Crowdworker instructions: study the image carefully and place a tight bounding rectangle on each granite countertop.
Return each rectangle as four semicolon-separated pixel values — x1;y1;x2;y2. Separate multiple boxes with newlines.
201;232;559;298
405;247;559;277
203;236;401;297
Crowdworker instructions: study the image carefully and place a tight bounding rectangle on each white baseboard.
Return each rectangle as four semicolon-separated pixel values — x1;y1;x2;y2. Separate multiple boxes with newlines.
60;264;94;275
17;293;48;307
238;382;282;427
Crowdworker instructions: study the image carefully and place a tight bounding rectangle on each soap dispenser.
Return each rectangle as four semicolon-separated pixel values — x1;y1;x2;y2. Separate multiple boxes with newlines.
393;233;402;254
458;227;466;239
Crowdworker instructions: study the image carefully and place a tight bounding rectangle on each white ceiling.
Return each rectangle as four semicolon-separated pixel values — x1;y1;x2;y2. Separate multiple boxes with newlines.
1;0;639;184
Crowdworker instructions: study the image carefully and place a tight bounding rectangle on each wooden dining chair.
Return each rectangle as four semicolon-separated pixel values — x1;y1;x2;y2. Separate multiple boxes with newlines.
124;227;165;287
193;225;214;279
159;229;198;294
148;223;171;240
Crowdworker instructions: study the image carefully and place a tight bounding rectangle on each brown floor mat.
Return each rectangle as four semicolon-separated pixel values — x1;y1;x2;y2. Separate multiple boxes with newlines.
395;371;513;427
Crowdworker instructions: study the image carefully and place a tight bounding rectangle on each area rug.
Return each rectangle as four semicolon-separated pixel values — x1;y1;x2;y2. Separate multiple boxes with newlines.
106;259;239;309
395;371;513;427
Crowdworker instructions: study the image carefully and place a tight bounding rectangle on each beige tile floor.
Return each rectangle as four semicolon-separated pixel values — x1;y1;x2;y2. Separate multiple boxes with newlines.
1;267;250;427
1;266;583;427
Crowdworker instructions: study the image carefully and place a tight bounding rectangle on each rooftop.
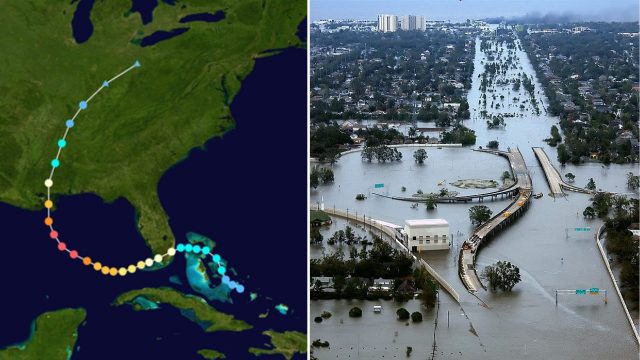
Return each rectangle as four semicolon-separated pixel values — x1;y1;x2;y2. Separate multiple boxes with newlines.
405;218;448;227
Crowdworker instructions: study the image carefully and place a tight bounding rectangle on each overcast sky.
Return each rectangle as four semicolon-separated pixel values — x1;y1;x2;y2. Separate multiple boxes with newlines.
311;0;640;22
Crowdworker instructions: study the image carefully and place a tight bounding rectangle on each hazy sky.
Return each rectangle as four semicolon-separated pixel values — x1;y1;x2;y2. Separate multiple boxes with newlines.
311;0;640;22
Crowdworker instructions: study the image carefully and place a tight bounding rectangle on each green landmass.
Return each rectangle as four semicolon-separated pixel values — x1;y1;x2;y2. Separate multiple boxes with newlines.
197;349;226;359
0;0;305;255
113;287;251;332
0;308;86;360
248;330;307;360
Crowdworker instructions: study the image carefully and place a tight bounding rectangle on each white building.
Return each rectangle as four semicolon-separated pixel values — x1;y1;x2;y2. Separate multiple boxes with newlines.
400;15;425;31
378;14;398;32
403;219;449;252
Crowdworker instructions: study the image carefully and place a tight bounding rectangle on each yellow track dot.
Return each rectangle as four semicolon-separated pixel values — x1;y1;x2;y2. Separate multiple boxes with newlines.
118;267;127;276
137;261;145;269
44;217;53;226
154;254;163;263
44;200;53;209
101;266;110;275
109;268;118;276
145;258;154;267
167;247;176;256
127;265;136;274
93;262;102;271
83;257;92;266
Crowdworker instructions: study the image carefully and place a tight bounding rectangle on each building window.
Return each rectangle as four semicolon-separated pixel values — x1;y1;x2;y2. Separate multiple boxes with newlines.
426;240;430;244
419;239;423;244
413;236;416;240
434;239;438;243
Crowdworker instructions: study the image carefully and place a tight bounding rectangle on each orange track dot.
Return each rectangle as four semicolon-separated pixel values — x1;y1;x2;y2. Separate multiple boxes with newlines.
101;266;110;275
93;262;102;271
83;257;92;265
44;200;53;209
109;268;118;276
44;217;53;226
+++
| What this task involves |
In the data above, find the line that contains "each overcast sky." and the line that contains "each white building.". Repeat exactly those lines and every line between them, and only those.

| Result of the task |
Crowdworker instructions: study the image carefully and place a tight bounding rectangle on each overcast sky.
Return each rectangle as four semicolon-separated pixel values — x1;y1;x2;y2. Separate multiple boxes with newlines.
311;0;640;22
Crowdworker instructions: study the image carefully and place a tight bounding rectangle on each hazy sky.
Return each rectangle as four semicolon-separated pixel values — x1;y1;x2;y2. Separate multiple boxes with newlines.
311;0;640;22
Crowdworker instructions: study the image carefully and place a tight bounding rectangle on each green landmass.
Return each rectangle as four semicolon-separated pixel values — x1;y1;x2;y2. Separate multiple boxes with newlines.
197;349;226;359
0;0;305;255
113;287;251;332
0;308;86;360
248;330;307;360
Crowdworker instructions: study the image carefully and place a tight bounding rectangle on each white building.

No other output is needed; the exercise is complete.